** Records to use **
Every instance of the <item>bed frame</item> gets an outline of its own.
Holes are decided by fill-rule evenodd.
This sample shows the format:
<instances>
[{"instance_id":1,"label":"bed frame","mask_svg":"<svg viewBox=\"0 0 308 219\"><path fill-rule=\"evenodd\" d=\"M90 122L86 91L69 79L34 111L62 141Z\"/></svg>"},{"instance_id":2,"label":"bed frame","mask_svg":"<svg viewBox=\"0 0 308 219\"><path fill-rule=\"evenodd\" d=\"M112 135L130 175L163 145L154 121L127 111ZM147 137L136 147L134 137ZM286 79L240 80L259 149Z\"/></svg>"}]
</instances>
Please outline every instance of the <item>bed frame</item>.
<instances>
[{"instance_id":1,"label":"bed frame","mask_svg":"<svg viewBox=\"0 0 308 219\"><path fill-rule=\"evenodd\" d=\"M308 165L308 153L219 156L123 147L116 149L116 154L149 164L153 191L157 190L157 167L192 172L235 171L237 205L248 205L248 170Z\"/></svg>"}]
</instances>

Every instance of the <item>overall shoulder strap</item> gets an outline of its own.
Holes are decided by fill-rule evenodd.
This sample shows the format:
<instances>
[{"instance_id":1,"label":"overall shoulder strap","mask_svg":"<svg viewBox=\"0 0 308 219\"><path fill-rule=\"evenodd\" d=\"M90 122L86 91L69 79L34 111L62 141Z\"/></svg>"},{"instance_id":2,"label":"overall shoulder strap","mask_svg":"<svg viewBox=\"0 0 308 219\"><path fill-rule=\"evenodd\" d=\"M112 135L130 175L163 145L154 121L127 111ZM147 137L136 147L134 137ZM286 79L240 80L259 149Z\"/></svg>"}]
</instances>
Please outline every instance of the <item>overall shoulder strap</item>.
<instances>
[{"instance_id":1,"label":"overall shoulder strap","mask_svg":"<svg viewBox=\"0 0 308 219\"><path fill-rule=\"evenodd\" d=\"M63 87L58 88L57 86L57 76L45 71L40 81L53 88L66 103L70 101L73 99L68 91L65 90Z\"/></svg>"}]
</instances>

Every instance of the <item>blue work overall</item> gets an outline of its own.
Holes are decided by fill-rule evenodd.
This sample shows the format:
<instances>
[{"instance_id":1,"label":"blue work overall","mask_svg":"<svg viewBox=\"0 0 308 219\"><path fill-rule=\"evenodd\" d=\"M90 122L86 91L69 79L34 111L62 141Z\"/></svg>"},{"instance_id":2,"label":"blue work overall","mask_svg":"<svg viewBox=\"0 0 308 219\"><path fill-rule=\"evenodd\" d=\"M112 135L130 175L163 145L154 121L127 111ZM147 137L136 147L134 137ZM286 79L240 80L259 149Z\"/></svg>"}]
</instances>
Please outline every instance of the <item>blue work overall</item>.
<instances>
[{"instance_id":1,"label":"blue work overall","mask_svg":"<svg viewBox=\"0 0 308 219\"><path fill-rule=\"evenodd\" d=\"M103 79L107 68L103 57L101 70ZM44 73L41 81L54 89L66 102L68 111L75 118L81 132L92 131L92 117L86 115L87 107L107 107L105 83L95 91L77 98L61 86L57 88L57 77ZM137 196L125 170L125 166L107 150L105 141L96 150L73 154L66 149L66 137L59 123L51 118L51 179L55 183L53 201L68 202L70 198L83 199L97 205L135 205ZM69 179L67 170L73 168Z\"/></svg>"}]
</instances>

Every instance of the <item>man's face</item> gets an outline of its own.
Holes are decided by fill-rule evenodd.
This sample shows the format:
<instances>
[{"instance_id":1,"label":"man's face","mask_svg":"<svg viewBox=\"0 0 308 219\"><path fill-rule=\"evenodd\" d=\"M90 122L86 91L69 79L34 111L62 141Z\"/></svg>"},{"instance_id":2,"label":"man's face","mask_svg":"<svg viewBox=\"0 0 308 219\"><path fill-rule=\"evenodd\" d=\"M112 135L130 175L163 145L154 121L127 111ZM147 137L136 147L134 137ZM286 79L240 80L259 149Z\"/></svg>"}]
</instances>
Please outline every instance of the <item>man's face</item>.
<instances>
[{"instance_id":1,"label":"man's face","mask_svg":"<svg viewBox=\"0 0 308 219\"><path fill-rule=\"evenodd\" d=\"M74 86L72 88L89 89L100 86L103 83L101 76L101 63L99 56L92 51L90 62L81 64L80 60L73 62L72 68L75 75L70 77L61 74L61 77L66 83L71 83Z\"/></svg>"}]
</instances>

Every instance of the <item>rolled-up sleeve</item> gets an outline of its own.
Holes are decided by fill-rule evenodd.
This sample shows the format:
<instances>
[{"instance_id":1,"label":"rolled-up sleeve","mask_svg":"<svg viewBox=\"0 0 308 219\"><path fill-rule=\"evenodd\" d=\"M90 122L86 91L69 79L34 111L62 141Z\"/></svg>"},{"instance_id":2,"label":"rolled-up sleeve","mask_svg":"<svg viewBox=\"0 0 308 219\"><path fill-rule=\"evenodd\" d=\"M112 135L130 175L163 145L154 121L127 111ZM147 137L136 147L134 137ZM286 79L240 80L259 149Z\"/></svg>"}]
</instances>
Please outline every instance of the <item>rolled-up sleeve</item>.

** Required work **
Format the lines above, from the one containing "Every instance of the <item>man's face</item> gets" through the end of the rows, both ends included, as a numbered list with blank lines omitted.

** Answer in full **
1. Every instance of the <item>man's face</item> gets an outline of its own.
2. Holes are decided by fill-rule evenodd.
3. This sample shows the format:
4. <instances>
5. [{"instance_id":1,"label":"man's face","mask_svg":"<svg viewBox=\"0 0 308 219\"><path fill-rule=\"evenodd\" d=\"M90 122L86 91L69 79L34 111L62 141Z\"/></svg>"},{"instance_id":2,"label":"man's face","mask_svg":"<svg viewBox=\"0 0 308 219\"><path fill-rule=\"evenodd\" d=\"M112 135L130 175L163 145L154 121L127 111ZM147 137L136 147L134 137ZM286 79L240 80L259 149Z\"/></svg>"}]
6. </instances>
7. Please outline every instance of the <item>man's face</item>.
8. <instances>
9. [{"instance_id":1,"label":"man's face","mask_svg":"<svg viewBox=\"0 0 308 219\"><path fill-rule=\"evenodd\" d=\"M74 86L72 88L89 89L100 86L103 83L101 76L101 63L99 56L92 51L90 62L81 64L80 60L73 62L72 68L75 75L70 77L61 74L61 77L66 83L71 83Z\"/></svg>"}]
10. </instances>
11. Every instance of the <item>rolled-up sleeve</item> gets an outline of its own.
12. Holes are decided by fill-rule evenodd.
13. This sample shows the format:
14. <instances>
15. [{"instance_id":1,"label":"rolled-up sleeve","mask_svg":"<svg viewBox=\"0 0 308 219\"><path fill-rule=\"evenodd\" d=\"M90 122L86 91L69 79L34 111L62 141Z\"/></svg>"},{"instance_id":2,"label":"rolled-up sleeve","mask_svg":"<svg viewBox=\"0 0 308 219\"><path fill-rule=\"evenodd\" d=\"M112 135L130 175L163 145L154 121L127 111ZM147 137L136 147L134 137ZM286 79L240 80L259 149Z\"/></svg>"}]
16. </instances>
17. Please outline every instance of the <item>rolled-up sleeve</item>.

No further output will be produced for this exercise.